Some records:

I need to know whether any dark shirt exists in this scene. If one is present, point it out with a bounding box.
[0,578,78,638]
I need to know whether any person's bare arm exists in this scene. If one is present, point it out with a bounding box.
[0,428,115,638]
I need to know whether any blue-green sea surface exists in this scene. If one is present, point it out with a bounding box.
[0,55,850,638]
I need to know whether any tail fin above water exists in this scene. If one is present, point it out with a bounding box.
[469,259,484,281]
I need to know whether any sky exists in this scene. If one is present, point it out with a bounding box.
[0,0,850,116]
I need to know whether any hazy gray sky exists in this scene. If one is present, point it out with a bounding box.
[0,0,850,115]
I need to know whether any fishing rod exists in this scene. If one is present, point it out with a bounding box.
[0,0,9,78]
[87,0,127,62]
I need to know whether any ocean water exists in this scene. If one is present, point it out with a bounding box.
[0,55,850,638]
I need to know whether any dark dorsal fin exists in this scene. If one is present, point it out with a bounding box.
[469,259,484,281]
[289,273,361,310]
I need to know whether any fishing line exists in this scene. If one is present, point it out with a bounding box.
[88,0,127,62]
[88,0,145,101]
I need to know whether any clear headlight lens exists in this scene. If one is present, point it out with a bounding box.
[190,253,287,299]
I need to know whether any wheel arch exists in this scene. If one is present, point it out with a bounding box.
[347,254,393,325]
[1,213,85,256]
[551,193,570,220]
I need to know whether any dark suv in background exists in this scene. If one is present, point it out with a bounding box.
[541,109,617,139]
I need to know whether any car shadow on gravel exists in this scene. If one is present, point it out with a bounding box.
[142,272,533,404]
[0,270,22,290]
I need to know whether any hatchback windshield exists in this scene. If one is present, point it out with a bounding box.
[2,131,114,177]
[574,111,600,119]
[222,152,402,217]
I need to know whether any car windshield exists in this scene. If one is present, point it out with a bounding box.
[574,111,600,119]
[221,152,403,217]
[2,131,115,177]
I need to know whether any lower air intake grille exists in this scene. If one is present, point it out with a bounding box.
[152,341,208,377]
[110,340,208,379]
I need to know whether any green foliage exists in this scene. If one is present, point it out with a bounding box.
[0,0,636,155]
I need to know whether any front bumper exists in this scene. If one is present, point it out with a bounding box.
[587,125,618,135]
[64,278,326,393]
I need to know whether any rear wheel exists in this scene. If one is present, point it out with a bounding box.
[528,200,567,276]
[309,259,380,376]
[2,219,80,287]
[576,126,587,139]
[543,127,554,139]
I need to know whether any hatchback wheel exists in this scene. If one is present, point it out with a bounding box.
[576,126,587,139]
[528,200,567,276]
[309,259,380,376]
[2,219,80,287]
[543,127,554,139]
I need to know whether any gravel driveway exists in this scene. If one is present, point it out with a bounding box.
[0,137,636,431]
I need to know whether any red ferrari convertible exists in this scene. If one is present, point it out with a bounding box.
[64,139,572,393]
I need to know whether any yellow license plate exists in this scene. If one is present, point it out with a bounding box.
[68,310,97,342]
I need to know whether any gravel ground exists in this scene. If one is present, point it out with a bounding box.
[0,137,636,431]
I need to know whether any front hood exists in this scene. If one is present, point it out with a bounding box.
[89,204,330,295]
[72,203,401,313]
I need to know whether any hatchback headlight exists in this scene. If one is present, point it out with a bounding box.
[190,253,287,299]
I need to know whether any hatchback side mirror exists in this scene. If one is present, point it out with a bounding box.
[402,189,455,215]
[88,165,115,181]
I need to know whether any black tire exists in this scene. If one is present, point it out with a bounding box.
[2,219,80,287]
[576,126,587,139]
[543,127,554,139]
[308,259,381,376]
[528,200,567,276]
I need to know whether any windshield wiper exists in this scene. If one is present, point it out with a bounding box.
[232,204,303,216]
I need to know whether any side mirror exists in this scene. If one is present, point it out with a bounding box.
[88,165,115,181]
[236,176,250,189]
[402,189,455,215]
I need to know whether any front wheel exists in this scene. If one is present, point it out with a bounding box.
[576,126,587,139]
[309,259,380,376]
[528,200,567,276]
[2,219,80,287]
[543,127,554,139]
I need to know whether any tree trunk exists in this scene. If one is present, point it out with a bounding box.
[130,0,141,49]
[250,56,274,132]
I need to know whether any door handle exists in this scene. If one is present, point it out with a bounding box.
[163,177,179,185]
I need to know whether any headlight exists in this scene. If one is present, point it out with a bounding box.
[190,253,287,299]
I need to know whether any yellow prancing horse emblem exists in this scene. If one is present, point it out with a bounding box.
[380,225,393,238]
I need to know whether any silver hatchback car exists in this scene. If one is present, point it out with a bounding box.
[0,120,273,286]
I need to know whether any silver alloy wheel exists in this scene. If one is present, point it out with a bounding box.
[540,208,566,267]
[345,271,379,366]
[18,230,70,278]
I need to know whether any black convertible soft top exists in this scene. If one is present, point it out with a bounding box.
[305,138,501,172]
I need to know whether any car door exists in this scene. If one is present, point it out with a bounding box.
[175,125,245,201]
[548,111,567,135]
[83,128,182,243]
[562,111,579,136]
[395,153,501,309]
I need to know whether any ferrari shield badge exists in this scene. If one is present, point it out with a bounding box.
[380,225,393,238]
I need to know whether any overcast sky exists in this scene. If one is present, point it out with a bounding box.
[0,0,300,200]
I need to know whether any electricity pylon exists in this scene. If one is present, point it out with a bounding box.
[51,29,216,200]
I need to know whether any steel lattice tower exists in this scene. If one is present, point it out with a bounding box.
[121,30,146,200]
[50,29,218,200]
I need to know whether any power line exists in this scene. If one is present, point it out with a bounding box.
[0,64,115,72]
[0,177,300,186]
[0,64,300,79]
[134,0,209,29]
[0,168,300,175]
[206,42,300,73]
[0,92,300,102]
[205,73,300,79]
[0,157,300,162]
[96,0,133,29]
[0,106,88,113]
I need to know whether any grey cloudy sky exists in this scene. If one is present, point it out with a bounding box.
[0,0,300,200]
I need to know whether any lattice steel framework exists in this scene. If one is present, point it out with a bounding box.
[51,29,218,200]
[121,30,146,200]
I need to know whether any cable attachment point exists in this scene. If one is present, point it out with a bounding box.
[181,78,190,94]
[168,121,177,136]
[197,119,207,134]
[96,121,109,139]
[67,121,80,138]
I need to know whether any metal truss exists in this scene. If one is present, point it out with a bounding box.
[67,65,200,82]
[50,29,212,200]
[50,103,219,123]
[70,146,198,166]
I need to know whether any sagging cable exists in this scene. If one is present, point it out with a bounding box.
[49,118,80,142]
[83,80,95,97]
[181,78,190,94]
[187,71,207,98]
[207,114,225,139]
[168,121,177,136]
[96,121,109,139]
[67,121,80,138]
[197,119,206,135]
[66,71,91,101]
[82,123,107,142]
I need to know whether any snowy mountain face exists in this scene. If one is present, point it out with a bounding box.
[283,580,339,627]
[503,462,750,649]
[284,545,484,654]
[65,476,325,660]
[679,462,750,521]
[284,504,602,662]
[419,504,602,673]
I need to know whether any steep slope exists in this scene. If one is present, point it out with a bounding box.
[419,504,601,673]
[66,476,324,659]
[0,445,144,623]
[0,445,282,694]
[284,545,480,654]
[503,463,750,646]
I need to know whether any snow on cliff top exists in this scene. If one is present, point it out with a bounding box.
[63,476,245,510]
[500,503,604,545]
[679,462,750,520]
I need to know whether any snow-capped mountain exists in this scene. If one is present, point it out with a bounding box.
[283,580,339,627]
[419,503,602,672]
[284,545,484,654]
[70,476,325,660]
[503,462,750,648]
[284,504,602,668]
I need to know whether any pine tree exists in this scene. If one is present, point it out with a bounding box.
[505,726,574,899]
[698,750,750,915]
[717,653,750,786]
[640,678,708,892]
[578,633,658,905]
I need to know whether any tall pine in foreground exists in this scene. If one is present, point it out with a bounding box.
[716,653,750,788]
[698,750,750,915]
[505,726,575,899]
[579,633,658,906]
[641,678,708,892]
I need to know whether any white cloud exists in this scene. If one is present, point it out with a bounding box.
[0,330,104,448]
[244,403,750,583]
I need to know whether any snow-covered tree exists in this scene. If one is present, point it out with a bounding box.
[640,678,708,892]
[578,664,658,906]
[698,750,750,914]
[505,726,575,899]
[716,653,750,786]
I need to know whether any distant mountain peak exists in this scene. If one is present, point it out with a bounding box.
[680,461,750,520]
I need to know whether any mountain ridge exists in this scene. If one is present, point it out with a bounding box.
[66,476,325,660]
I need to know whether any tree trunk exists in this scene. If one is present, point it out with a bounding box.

Brief -
Rewrite the part of the data that opens with the line containing "I need to know whether any fishing line" and closes with the line containing "[551,193,570,220]" as a numbered list, with any blank lines omitted.

Solution for this exercise -
1. I need to know whether any fishing line exists in this scene. If one is present, point it out with a bounding box.
2. [88,0,127,62]
3. [88,0,145,101]
4. I need to know whether any clear headlight lens exists in this scene. If one is present, point it out with a bounding box.
5. [190,253,287,299]
6. I need to know whether any wheel arch exists in this scene. If one is present, point it out with a bounding box.
7. [347,254,393,325]
8. [1,213,85,256]
9. [551,193,570,220]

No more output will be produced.